# Quoted passage
┌──

Rita Faye Lin (born 1978) is an American lawyer and jurist serving as an associate judge of the San Francisco County Superior Court. She is the nominee to serve as a judge of the United States District Court for the Northern District of California.

Education 

Lin earned a Bachelor of Arts from Harvard University in 2000 and a Juris Doctor from the Harvard Law School in 2003.

Career 

In 2003 and 2004, Lin served as a law clerk for Judge Sandra Lynch of the United States Court of Appeals for the First Circuit. She joined Morrison & Foerster in San Francisco as an associate in 2004 and later became a partner at the firm. From 2014 to 2018, she served as an assistant United States attorney for the Northern District of California. She was appointed to serve as a judge of the San Francisco County Superior Court by Governor Jerry Brown in 2018. Lin is an adjunct professor of law at the University of California, Hastings College of the Law, where in the fall 2021 semester she co-taught a course on criminal procedure.

Notable cases 

Lin worked pro bono as co-counsel against the Defense of Marriage Act, which was declared unconstitutional on February 22, 2012, in U.S. District Court in California.

└──

# Dataset extract

┌──

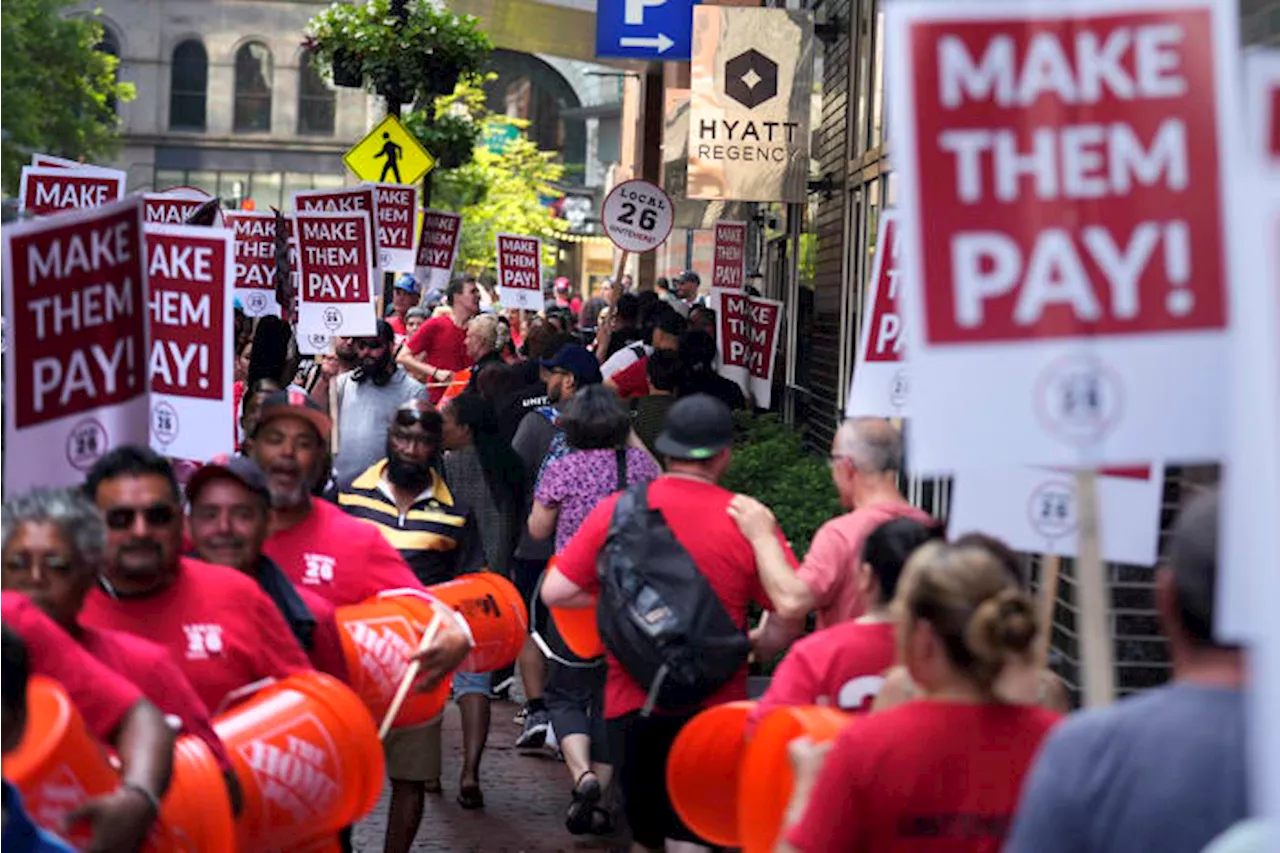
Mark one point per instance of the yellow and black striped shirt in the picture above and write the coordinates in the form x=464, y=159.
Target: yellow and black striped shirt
x=437, y=536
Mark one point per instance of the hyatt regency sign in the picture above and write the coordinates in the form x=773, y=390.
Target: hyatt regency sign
x=752, y=90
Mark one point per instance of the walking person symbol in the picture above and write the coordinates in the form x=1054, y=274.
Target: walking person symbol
x=392, y=153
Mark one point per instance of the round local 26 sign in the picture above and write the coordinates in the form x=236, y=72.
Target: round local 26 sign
x=636, y=215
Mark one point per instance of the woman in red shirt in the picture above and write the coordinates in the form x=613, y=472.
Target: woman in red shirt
x=941, y=772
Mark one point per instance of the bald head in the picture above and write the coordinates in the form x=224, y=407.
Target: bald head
x=873, y=445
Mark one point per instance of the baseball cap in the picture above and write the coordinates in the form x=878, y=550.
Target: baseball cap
x=696, y=428
x=577, y=360
x=241, y=469
x=293, y=404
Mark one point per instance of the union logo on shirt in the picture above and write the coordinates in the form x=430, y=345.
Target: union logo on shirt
x=204, y=641
x=319, y=569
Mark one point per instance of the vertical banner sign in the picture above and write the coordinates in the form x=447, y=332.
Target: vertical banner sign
x=880, y=386
x=749, y=342
x=1034, y=510
x=362, y=197
x=76, y=368
x=190, y=273
x=396, y=208
x=438, y=249
x=752, y=95
x=337, y=293
x=520, y=272
x=1066, y=173
x=172, y=206
x=255, y=260
x=728, y=267
x=49, y=190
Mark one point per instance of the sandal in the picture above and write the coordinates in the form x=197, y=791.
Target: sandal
x=586, y=794
x=470, y=797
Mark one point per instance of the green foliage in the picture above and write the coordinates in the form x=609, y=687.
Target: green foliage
x=56, y=91
x=417, y=58
x=772, y=465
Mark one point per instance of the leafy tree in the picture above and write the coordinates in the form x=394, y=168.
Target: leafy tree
x=58, y=94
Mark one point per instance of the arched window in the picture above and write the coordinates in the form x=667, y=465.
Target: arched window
x=252, y=89
x=315, y=100
x=188, y=86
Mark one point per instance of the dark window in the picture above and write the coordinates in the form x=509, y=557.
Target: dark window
x=252, y=89
x=315, y=100
x=188, y=85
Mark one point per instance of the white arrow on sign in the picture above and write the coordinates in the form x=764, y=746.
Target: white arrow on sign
x=661, y=42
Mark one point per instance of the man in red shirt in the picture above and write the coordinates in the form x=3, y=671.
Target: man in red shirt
x=115, y=712
x=228, y=518
x=698, y=445
x=865, y=461
x=50, y=548
x=219, y=626
x=438, y=349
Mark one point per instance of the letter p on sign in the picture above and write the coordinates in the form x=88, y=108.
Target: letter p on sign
x=634, y=12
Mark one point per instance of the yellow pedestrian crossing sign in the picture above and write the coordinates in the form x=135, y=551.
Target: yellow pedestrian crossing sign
x=389, y=154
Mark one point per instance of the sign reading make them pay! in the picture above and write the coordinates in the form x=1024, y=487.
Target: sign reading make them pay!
x=636, y=215
x=1057, y=276
x=389, y=154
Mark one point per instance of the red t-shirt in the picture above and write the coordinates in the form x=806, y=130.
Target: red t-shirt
x=442, y=343
x=841, y=666
x=338, y=557
x=698, y=515
x=156, y=674
x=99, y=693
x=215, y=623
x=632, y=381
x=923, y=778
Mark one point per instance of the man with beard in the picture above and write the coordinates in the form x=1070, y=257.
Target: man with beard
x=229, y=511
x=218, y=625
x=406, y=497
x=365, y=398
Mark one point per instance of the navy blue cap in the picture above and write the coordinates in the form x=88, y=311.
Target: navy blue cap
x=577, y=360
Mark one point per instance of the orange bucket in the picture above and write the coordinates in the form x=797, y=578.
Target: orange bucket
x=379, y=638
x=496, y=612
x=196, y=813
x=703, y=771
x=307, y=755
x=58, y=765
x=766, y=781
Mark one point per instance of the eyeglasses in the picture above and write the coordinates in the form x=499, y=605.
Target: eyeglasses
x=120, y=518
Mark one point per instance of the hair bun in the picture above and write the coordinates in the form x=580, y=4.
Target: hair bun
x=1002, y=625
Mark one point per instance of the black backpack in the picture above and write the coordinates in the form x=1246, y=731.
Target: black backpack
x=658, y=615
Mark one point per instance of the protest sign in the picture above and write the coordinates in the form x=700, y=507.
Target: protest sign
x=362, y=197
x=520, y=272
x=76, y=366
x=190, y=273
x=172, y=206
x=1036, y=510
x=880, y=386
x=728, y=264
x=337, y=291
x=438, y=249
x=255, y=260
x=49, y=190
x=1065, y=173
x=396, y=208
x=749, y=342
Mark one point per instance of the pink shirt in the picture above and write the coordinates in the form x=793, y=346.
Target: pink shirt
x=836, y=550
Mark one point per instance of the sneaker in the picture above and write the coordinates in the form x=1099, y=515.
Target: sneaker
x=534, y=734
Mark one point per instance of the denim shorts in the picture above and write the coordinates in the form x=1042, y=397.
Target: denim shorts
x=471, y=683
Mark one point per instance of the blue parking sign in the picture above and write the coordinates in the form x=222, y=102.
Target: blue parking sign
x=661, y=30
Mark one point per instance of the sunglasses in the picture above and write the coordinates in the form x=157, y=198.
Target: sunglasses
x=120, y=518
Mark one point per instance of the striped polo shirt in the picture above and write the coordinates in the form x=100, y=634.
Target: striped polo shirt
x=437, y=537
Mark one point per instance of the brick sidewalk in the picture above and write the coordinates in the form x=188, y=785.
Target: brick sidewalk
x=525, y=801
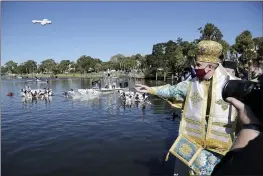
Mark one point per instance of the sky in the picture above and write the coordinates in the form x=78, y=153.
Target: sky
x=104, y=29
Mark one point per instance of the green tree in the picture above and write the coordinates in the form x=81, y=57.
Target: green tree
x=30, y=66
x=11, y=66
x=245, y=46
x=48, y=65
x=22, y=69
x=226, y=48
x=259, y=47
x=64, y=65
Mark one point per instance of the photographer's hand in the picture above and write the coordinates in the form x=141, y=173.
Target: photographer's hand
x=245, y=116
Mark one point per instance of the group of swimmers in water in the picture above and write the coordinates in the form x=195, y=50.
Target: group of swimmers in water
x=34, y=94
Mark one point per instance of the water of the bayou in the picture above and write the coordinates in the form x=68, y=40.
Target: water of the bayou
x=94, y=138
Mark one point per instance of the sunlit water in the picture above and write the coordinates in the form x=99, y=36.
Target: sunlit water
x=72, y=137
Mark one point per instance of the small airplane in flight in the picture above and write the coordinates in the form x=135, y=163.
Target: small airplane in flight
x=42, y=22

└──

# Required actions
[a] From the biography of Rita Faye Lin, reproduce everything from "Rita Faye Lin" down to "Court for the Northern District of California.".
[b] According to the biography of Rita Faye Lin, which governor appointed her to the San Francisco County Superior Court?
[c] Determine whether each statement below agrees with the biography of Rita Faye Lin. For each, answer yes or no and quote the deciding words of the biography.
(i) Lin received her Juris Doctor from Harvard Law School in 2003.
(ii) Lin clerked for a judge of the United States Court of Appeals for the Ninth Circuit.
(iii) Lin was an assistant United States attorney from 2014 to 2018.

# Results in order
[a]
Rita Faye Lin (born 1978) is an American lawyer and jurist serving as an associate judge of the San Francisco County Superior Court. She is the nominee to serve as a judge of the United States District Court for the Northern District of California.

[b] Governor Jerry Brown appointed her.

[c]
(i) Yes: "a Juris Doctor from the Harvard Law School in 2003"
(ii) No: "Lin served as a law clerk for Judge Sandra Lynch of the United States Court of Appeals for the First Circuit"
(iii) Yes: "From 2014 to 2018, she served as an assistant United States attorney for the Northern District of California"